» WHAT IS REQUIRED
Could you please retype the records exactly, minus their pictures?

------------------------------------

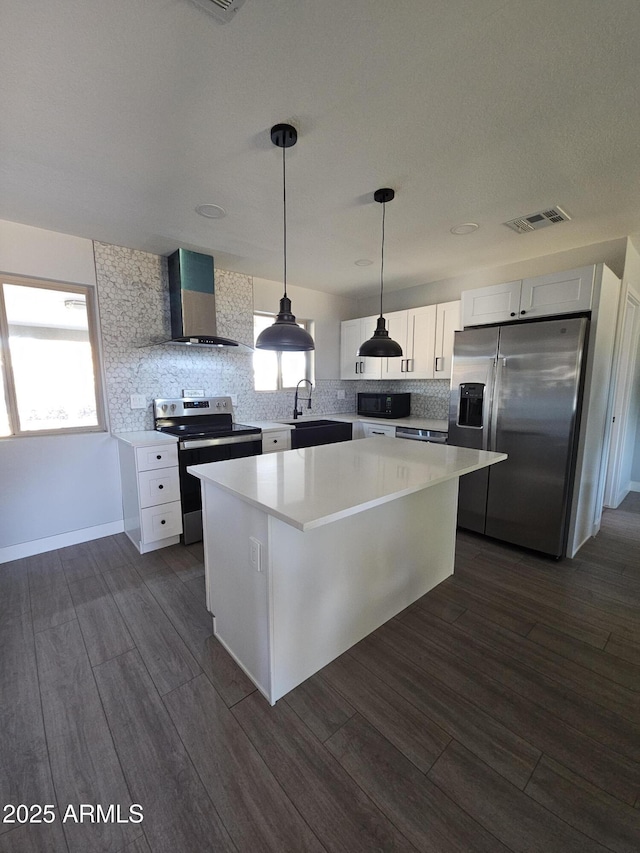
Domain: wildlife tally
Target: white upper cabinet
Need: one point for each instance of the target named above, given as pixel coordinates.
(448, 321)
(353, 333)
(498, 303)
(558, 293)
(425, 335)
(543, 296)
(397, 326)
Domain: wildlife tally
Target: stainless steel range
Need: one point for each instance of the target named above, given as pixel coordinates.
(206, 433)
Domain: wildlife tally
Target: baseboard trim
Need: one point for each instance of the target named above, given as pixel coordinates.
(62, 540)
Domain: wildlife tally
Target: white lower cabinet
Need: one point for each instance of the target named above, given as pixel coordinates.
(276, 440)
(150, 494)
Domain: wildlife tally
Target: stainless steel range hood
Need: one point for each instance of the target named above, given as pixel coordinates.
(193, 301)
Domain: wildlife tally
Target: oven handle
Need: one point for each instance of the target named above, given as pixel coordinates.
(185, 444)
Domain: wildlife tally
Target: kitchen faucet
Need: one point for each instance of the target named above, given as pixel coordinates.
(297, 412)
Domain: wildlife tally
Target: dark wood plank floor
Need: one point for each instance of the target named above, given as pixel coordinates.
(501, 712)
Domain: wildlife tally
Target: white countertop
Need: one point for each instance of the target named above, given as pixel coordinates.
(144, 438)
(313, 486)
(440, 424)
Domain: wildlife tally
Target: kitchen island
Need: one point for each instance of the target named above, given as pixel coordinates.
(308, 551)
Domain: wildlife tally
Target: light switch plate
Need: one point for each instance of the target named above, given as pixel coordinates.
(255, 554)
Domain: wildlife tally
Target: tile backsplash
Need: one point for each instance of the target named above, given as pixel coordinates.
(133, 295)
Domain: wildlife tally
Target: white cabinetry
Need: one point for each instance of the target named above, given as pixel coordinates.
(370, 429)
(543, 296)
(276, 440)
(150, 494)
(426, 337)
(352, 334)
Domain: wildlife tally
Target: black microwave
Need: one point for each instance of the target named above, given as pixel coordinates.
(375, 405)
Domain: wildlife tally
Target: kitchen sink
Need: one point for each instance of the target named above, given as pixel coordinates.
(322, 431)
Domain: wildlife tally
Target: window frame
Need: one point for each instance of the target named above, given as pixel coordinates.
(309, 358)
(89, 291)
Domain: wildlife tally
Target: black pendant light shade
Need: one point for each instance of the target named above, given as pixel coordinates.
(380, 345)
(285, 335)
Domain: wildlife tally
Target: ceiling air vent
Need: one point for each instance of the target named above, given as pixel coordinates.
(535, 221)
(222, 10)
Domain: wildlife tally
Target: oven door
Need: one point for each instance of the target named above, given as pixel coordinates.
(190, 493)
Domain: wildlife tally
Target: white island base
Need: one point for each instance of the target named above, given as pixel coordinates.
(291, 585)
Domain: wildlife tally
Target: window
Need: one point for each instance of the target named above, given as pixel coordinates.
(48, 358)
(274, 371)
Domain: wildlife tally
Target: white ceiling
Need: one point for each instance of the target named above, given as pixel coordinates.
(118, 118)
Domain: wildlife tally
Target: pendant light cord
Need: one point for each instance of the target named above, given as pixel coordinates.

------------------------------------

» ANSWER BOX
Domain: wildlife tally
Target: white upper cabinet
Need: one point for each instance of the target named above, given as pixel coordinates.
(448, 321)
(353, 333)
(498, 303)
(558, 293)
(425, 335)
(543, 296)
(397, 326)
Domain: wildlife tally
Target: stainless steel range
Need: one point for each instance of the target named above, given as pixel coordinates.
(206, 433)
Domain: wildlife tally
Target: baseboard trim
Need: one point for each instance of the target named above, given as pixel coordinates.
(62, 540)
Domain: wildlife tally
Target: white lower cabinet
Need: one point for each instance of the target named above, given as pixel coordinates.
(276, 440)
(150, 494)
Domain: wildlife tally
Target: stainless steel range hood
Need: one point for each instance of the target named above, given as pixel coordinates.
(193, 301)
Domain: wildlife tally
Target: oven handle
Need: one point for each instance of the target named above, given as pixel coordinates.
(185, 444)
Domain: wildlife tally
Target: kitchen faucet
Need: one point for each instance of the target named above, given as pixel coordinates.
(297, 412)
Domain: wildlife tally
Target: dark wood plank floor
Need: one point for each instance of the target named above, given as pixel coordinates.
(501, 712)
Domain: wildlife tally
Target: white countertop
Need: one point for each instance of the target named above, given as pixel coordinates.
(144, 438)
(313, 486)
(440, 424)
Domain: wildlife tally
Target: kitchen island
Need: one point for each instance of the target named above, given as pixel coordinates.
(308, 551)
Domain: wildlife tally
Target: light switch plate
Need: one point for each instance of the target named above, given as pixel coordinates.
(255, 554)
Domain: wildlife tally
Target: tile backsplash
Need: one point for each instance of the target named above, given as pixel coordinates.
(133, 295)
Domain: wildlife tally
Target: white cabinetry
Need: one point for each instance of the target named above, given as pixel coordinates.
(370, 429)
(543, 296)
(276, 440)
(150, 494)
(426, 337)
(352, 334)
Domain: wildlife tally
Target: black microwave
Need: one point for each instance of the target named above, given as pixel coordinates.
(375, 405)
Domain: wildlife tally
Target: kitchen sink
Need: one point for each instance of the target named above, given as pixel coordinates.
(322, 431)
Domain: wildlife tally
Target: window frame
Need: one point for each instance of the target named above, given as pixel coordinates.
(309, 358)
(89, 291)
Domain: wildlife tally
Target: black pendant light shade
Need: one point for each instance of the target named above, given as pixel coordinates.
(380, 345)
(285, 335)
Domain: wildlife tally
Target: ceiling air vent
Need: one point for each instance of the target named above, given as pixel coordinates.
(535, 221)
(222, 10)
Domain: wildlife tally
Target: oven door
Need: one point for each instance of the target named above, given as pixel coordinates.
(190, 493)
Domain: wildlife tally
Target: white island base
Need: one point for each instance of the target named above, given as pixel coordinates.
(291, 585)
Domain: wildlife tally
Target: window
Need: one point for each instance of the target named above, given as pixel coordinates.
(48, 358)
(274, 371)
Domain: wildlife tally
Target: white ceiling
Need: one point for each instance of the target named above, given as pixel coordinates.
(118, 118)
Domain: wildlife tally
Target: pendant light cord
Need: one point for each instance of the target named above, given as pixel coordinates.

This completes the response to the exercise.